LISTED RECORDS:
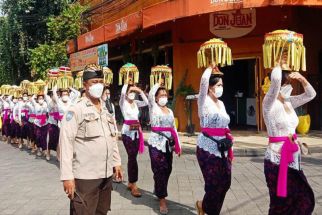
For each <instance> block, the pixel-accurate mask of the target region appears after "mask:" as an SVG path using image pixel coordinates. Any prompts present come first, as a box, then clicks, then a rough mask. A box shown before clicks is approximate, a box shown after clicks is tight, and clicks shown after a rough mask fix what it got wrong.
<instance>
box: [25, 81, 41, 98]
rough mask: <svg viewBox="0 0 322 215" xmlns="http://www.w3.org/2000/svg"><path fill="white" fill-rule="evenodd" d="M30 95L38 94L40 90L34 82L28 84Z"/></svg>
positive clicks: (28, 89) (27, 85) (27, 88)
mask: <svg viewBox="0 0 322 215" xmlns="http://www.w3.org/2000/svg"><path fill="white" fill-rule="evenodd" d="M27 90H28V95H36V94H38V92H39V89H38V87H37V86H35V83H34V82H30V83H29V84H28V85H27Z"/></svg>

WORK TASK: Rename every "rough mask" in the material to "coarse mask", changing nothing else, and leave the pictures out of your answer.

SOLUTION FOR THIS PROBLEM:
For each <instance> block, the pixel-accurate mask of the target region appears after "mask:" as an SVG path using image pixel coordinates. Any prompts present come first, as a box, then clicks, then a coarse mask. A box shown before clicks is approximate, a box shown after clicks is tight, and clicks shown after a coarse mask fix what it got wrong.
<instance>
box: [25, 81, 41, 98]
coarse mask: <svg viewBox="0 0 322 215" xmlns="http://www.w3.org/2000/svg"><path fill="white" fill-rule="evenodd" d="M30 95L38 94L40 90L34 82L28 84Z"/></svg>
positive clicks: (28, 89) (27, 85) (27, 88)
mask: <svg viewBox="0 0 322 215" xmlns="http://www.w3.org/2000/svg"><path fill="white" fill-rule="evenodd" d="M27 90H28V95H36V94H38V92H39V89H38V87H37V86H35V83H34V82H30V83H29V84H28V85H27Z"/></svg>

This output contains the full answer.